**Provided entries**
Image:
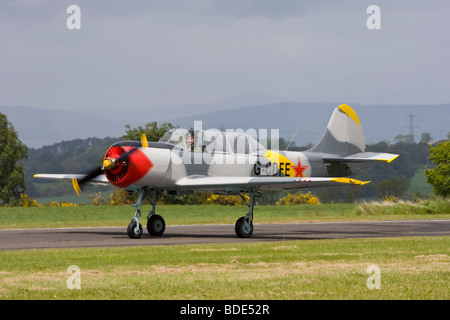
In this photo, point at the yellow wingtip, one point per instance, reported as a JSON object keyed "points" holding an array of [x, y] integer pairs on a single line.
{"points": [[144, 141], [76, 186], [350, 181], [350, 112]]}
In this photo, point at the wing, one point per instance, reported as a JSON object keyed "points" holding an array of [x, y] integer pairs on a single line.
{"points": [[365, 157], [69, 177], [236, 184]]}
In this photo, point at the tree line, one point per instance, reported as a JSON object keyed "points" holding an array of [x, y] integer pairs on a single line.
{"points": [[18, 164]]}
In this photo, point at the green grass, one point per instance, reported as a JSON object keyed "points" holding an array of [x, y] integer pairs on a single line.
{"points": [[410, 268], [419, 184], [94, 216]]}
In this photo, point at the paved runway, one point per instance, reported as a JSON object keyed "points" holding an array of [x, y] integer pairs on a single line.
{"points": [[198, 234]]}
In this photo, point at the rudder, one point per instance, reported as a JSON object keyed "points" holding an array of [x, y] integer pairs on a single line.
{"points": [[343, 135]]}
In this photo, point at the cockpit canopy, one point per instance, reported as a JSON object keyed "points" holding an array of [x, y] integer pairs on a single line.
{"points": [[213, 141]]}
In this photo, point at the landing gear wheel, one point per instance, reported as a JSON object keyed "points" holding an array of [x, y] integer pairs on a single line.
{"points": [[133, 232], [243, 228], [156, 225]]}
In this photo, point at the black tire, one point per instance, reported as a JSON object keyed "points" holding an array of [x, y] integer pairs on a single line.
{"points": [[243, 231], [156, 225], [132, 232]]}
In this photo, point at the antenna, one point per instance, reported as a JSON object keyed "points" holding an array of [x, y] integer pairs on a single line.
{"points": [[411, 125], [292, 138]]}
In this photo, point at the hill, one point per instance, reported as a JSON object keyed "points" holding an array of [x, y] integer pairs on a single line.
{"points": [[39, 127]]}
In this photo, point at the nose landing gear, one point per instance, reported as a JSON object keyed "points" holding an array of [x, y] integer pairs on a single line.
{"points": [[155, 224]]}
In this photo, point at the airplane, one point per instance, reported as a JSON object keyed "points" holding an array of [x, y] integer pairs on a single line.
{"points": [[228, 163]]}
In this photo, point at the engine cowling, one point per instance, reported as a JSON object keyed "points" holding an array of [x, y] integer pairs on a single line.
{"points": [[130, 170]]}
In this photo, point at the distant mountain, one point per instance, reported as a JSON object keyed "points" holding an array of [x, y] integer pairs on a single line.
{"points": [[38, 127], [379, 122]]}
--
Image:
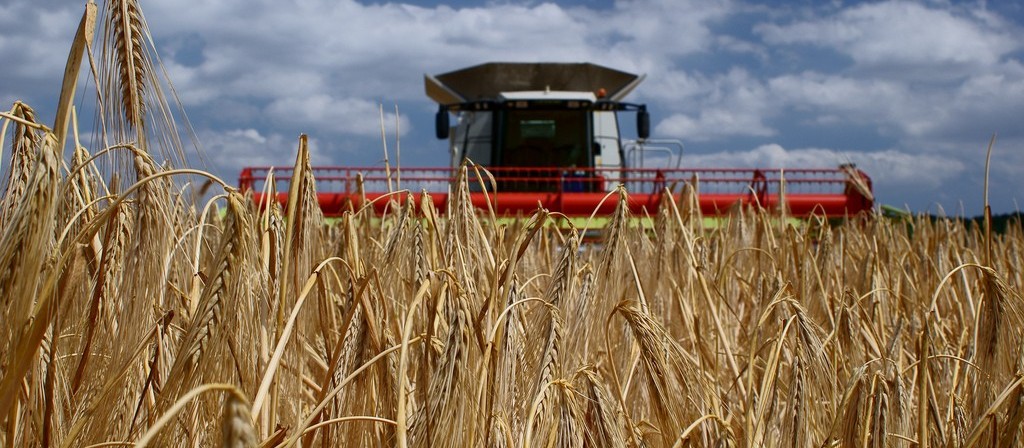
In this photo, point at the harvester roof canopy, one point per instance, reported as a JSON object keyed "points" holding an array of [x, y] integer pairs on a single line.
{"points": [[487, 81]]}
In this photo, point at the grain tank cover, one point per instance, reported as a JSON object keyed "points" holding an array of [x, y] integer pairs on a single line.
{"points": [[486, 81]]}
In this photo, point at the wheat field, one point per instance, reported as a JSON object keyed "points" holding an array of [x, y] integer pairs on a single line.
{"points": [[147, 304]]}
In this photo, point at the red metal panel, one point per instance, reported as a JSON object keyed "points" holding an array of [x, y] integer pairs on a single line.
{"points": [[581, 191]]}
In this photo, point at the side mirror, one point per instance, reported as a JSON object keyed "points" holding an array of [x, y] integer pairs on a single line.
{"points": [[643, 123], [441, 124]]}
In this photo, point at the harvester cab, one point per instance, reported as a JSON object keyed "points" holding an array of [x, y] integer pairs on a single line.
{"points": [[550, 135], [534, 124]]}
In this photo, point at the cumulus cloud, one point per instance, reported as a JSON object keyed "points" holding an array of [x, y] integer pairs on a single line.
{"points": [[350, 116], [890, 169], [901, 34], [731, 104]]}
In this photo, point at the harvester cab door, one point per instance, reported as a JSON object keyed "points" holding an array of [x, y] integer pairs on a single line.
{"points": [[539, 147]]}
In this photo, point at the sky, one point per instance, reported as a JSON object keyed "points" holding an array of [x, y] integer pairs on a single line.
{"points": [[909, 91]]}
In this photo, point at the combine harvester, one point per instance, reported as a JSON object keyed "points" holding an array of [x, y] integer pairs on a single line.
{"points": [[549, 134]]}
* * *
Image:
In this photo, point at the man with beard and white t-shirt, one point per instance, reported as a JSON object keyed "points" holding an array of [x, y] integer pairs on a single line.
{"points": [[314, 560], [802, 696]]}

**Required work**
Count the lines in the data above that contain the word "landing" and reply with the number only.

**Response to the task**
2